- _Task prompt_:
Whenever a line in this data holds the word "below", report that line in full.

[Entries taken from a collection]
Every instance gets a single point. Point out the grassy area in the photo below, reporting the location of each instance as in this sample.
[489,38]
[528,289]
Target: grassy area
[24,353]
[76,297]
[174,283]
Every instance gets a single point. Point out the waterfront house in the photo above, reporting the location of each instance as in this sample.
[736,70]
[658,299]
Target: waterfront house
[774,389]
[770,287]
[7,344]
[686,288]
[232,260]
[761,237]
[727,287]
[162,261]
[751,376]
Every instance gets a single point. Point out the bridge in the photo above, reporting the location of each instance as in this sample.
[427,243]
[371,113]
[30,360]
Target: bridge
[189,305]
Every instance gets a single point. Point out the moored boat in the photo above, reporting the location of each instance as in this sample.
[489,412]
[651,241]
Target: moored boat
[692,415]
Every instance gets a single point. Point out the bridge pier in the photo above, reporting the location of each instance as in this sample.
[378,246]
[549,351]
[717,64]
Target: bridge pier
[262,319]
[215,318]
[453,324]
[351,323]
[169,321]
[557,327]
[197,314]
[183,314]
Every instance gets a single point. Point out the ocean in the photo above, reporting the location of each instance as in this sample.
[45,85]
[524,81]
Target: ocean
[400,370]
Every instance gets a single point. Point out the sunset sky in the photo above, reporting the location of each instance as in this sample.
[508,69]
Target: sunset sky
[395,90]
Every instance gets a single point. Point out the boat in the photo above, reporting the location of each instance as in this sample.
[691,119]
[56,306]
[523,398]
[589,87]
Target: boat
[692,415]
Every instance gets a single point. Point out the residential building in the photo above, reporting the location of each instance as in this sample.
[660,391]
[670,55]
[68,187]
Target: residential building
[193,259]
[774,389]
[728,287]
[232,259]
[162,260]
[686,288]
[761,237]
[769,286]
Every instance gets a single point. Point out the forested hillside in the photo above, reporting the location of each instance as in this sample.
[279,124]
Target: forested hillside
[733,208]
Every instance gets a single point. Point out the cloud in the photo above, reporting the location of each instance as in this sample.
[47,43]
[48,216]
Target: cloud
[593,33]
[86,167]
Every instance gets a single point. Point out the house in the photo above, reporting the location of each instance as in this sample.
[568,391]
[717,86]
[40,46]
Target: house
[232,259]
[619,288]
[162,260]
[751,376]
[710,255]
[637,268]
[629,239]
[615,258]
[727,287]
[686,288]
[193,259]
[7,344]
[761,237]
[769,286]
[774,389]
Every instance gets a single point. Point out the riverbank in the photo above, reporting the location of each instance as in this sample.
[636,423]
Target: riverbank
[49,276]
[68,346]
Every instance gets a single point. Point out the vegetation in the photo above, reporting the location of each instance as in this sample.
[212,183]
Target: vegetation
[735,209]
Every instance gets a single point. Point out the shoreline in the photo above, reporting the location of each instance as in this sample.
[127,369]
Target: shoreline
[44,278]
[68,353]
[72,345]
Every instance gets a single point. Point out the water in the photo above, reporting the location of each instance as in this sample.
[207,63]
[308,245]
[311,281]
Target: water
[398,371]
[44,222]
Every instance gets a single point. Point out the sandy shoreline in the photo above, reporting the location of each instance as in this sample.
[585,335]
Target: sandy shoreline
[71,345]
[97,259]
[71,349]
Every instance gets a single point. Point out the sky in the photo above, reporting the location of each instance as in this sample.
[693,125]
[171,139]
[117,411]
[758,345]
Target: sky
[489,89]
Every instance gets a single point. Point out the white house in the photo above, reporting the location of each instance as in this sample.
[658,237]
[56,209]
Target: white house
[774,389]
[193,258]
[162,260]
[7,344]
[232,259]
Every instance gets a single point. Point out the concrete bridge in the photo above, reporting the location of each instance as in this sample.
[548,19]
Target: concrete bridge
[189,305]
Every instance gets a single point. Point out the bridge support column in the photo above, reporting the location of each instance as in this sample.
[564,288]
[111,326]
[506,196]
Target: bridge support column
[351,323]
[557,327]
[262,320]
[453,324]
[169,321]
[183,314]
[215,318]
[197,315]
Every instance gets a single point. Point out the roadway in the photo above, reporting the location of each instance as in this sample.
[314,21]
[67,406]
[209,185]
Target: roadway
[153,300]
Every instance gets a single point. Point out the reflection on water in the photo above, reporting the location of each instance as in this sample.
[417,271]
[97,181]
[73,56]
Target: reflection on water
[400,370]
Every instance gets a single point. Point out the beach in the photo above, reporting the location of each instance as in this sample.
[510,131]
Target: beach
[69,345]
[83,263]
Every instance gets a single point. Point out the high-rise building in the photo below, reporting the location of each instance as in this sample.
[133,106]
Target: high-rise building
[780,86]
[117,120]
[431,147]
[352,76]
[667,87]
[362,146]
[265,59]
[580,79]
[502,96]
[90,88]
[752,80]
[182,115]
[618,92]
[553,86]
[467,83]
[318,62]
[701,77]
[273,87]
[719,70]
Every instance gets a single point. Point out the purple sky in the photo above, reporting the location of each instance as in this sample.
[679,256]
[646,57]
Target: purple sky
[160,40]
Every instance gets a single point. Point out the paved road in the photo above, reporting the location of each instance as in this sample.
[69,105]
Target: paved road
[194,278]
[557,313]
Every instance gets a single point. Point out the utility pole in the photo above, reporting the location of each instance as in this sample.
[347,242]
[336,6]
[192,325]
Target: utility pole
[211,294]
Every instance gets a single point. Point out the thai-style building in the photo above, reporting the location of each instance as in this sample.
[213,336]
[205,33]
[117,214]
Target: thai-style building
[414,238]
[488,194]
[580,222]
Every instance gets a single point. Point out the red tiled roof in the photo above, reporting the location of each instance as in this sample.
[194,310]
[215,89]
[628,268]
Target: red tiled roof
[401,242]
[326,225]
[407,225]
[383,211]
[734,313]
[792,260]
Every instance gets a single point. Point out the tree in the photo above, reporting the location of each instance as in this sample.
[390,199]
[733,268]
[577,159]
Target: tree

- _Output for this task_:
Every instance gets a single point. Point out the grassy area in the photo below, reporting the location of each instance as in this sample.
Every instance gets a single point. Point out the high-rise building in the photo below, reporting the location of each instance as in this sample.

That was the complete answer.